[Auszug zum Lesen]

Organspezifische biologische Alternsuhren identifiziert

Es wurden bereits viele Methoden zur Messung des molekularen Alterns des Menschen entwickelt. Allerdings sind die meisten dieser biologischen Uhren so ausgelegt, dass sich nur das biologische Alter für den gesamten Organismus ableiten lässt. Dies ist wohl eine zu grobe Messlatte, um tatsächlich auch Handlungsoptionen aus den Messungen ziehen zu können – denn die einzelnen Organe des Menschen altern nicht synchron, wie eine aktuelle Studie zeigt.

[Gespeicherte Dateneinträge]
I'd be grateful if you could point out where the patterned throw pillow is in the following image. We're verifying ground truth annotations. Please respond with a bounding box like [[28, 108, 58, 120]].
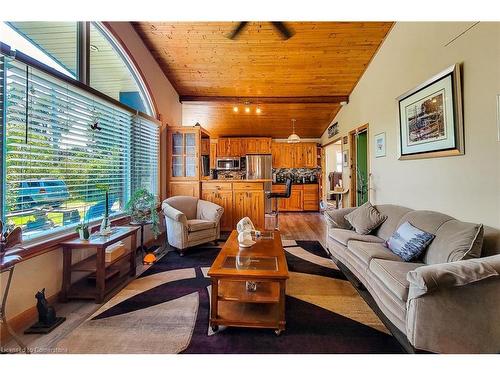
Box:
[[386, 221, 434, 262]]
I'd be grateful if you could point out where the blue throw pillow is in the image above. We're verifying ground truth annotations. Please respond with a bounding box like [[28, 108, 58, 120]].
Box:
[[386, 221, 434, 262]]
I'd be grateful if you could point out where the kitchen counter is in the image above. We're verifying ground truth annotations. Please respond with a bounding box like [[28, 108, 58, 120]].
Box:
[[273, 181, 318, 185], [202, 178, 272, 182]]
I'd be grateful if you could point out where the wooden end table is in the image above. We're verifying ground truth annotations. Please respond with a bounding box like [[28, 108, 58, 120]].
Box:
[[60, 227, 139, 303], [208, 231, 289, 335]]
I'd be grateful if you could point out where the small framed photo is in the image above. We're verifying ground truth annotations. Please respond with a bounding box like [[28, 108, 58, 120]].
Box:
[[497, 94, 500, 142], [374, 133, 386, 158], [342, 150, 349, 168], [397, 64, 464, 160]]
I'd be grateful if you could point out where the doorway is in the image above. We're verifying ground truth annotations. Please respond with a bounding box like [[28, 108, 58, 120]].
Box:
[[349, 124, 369, 207]]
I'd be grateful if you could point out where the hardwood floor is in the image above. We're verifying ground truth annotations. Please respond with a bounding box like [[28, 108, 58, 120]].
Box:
[[266, 212, 326, 247], [2, 212, 326, 353]]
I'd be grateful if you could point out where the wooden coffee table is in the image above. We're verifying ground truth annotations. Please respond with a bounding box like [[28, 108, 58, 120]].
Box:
[[208, 231, 288, 335]]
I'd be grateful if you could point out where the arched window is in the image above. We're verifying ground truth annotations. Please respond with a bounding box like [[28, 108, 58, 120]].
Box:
[[0, 22, 159, 241], [0, 22, 155, 116]]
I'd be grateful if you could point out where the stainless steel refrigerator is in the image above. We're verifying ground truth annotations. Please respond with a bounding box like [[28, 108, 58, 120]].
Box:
[[246, 155, 273, 214]]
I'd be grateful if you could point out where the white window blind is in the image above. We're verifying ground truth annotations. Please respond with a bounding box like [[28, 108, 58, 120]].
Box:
[[3, 60, 159, 239], [131, 116, 160, 195]]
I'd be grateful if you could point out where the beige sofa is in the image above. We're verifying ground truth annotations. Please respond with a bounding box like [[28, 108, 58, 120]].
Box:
[[161, 196, 224, 256], [325, 205, 500, 353]]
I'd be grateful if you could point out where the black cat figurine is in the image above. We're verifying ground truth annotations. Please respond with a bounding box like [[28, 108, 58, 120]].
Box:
[[35, 288, 56, 326]]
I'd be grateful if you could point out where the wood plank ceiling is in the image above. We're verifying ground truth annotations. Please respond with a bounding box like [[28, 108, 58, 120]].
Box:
[[134, 22, 392, 138]]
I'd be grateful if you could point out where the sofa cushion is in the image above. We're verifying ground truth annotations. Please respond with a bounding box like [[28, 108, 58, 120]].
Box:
[[187, 219, 217, 232], [397, 210, 455, 234], [387, 221, 434, 262], [328, 228, 384, 246], [347, 241, 403, 266], [424, 220, 483, 264], [345, 202, 387, 234], [373, 204, 413, 241], [370, 259, 424, 301]]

[Arbeitsaufträge]
(1) Bearbeite im Textauszug über Alternsuhren die Passage von "Es wurden bereits" bis "aktuelle Studie zeigt." und ersetze dabei "Methoden" durch "Verfahren".
(2) Setze den Textauszug über Alternsuhren im Anschluss an seinen letzten Satz fort.
Die Auflistung steht in keinem Zusammenhang mit dem Textauszug über Alternsuhren.

[Lösungen]
(1)
Es wurden bereits viele Verfahren zur Messung des molekularen Alterns des Menschen entwickelt. Allerdings sind die meisten dieser biologischen Uhren so ausgelegt, dass sich nur das biologische Alter für den gesamten Organismus ableiten lässt. Dies ist wohl eine zu grobe Messlatte, um tatsächlich auch Handlungsoptionen aus den Messungen ziehen zu können – denn die einzelnen Organe des Menschen altern nicht synchron, wie eine aktuelle Studie zeigt.

(2)
Theo Dingermann
29.12.2023  15:00 Uhr

Die Alternsforschung ist sich einig, dass sich das »biologische Alter« einer Person von dem »chronologischen Alter« unterscheiden kann. Verschiedene Ansätze wurden entwickelt, um diese Diskrepanz konkret mit Zahlen zu belegen. Eines der bekannteren Beispiele ist die epigenetische Alternsuhr, die darauf beruht, dass sich mit fortschreitendem biologischen Alter DNA-Methylierungsmuster, die Teil der epigenetischen Signatur eines jeden Menschen sind, ändern. Analysen auf diesem erstaunlich genauen Prinzip liefern allerdings nur einen Biomarker, der sich auf den ganzen Organismus bezieht.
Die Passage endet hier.